The book opens with a lengthy essay by Wright himself giving a fresh articulation of his thesis. He delves into passages like Deuteronomy 27-33, with its sequence of sin-exile-restoration, and the great prayers of Daniel 9 and Nehemiah 9, as well as other literature from the Second Temple period like the Dead Sea Scrolls, all in order to demonstrate that many Jews saw themselves as continuing to live in a state of exile, even though a large number of them had geographically returned to the land of Israel (21-22). Turning to his critics, Wright asks:
Would any serious-thinking first-century Jew claim that the promises of Isaiah 40-66, or of Jeremiah, Ezekiel, or Zechariah, had been fulfilled? That the power and domination of paganism had been broken? That YHWH had already returned to Zion? That the covenant had been renewed and Israel’s sins forgiven?… Or—in other words—that the exile was really over? (35)
The anticipated answer is clearly in the negative. For Wright, remembering this backdrop is important for understanding Jesus’ “kingdom of God” language. When Jesus told stories about the kingdom and even declared that it was at hand (Mark 1:15), Wright sees this language as thereby also announcing that “the real return from exile for the people, and the real return of YHWH to Zion” were finally happening (45-46). Using language strongly familiar for those who have read his other books (especially The Day the Revolution Began), Wright ends by characterizing Paul as a man deeply convinced that Jesus’ life, death, and resurrection had finally brought the long period of exile to an end, inaugurating creation’s long-awaited renewal by God (62,80).

----------

- **Objectives**
[1] From the passage on Wright's exile thesis, list every prophetic book named in the quotation Wright addresses to his critics.
[2] Answer these from the passage on Wright's exile thesis, one answer per line:
(a) Besides the prayers in Daniel and Nehemiah, what Second Temple period literature does Wright draw on?
(b) Which verse is cited for Jesus declaring that the kingdom was at hand?
(c) Which other book by Wright is singled out for its familiar language?
[3] Carry the review of Wright's exile thesis forward from its last sentence.

- **Source data**
----------

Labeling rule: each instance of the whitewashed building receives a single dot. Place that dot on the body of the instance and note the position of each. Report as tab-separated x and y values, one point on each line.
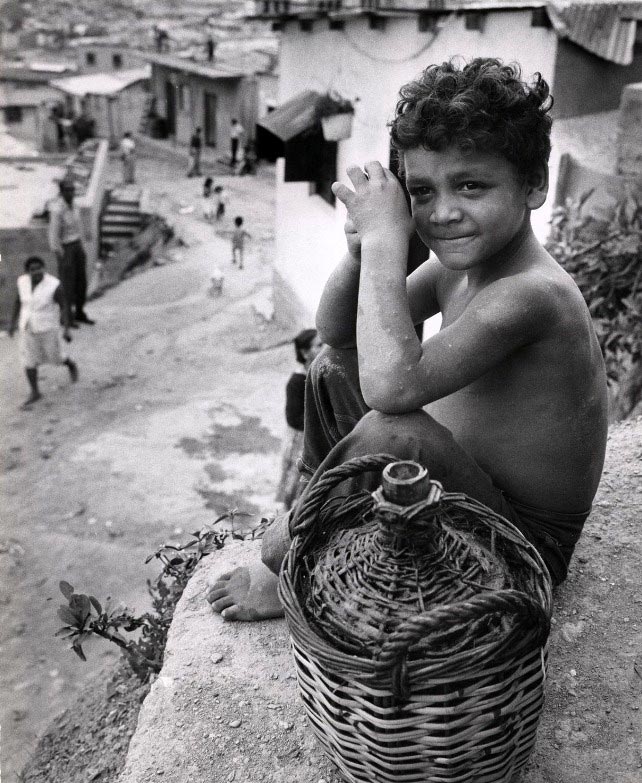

----------

- **Exercise answers**
[1] Isaiah (chapters 40-66), Jeremiah, Ezekiel, Zechariah

[2]
(a) The Dead Sea Scrolls
(b) Mark 1:15
(c) The Day the Revolution Began

[3]
The responses included in this book come from a wide range of figures, including the distinguished Old Testament theologian Walter Brueggemann and New Testament scholars like Scot McKnight and Timo Eskola. As in any good conversation, the participants engage with Wright in a spirit of both appreciation and critique. Some build on the foundation of his work and attempt to go beyond it, while others spend significant time questioning parts of his proposal that they find to be problematic. Unfortunately, there isn’t time to work through each and every response essay, as interesting as that would be. Nevertheless, I want to bring up a few of the ones that I found to be especially intriguing additions to the discussion.
Brueggemann softens his critique by affirming that he thinks Wright is basically on the mark when it comes to the major claim of his thesis about ongoing exile (88,92). Nevertheless, he finds Wright’s arguments to be a bit expansive and reductionist. In his many scholarly works, Brueggemann embraces the richly varied and dialogical nature of the Old Testament canon, so it’s not surprising to see him express reservations about seeing the narrative of exile and return as being the essential key to understanding the Judaism of Jesus’ day (88). Without a doubt, Brueggemann is persuaded that this theme is important, but, as he puts it, “I doubt that here or anywhere is there ‘a key to everything else’” (90).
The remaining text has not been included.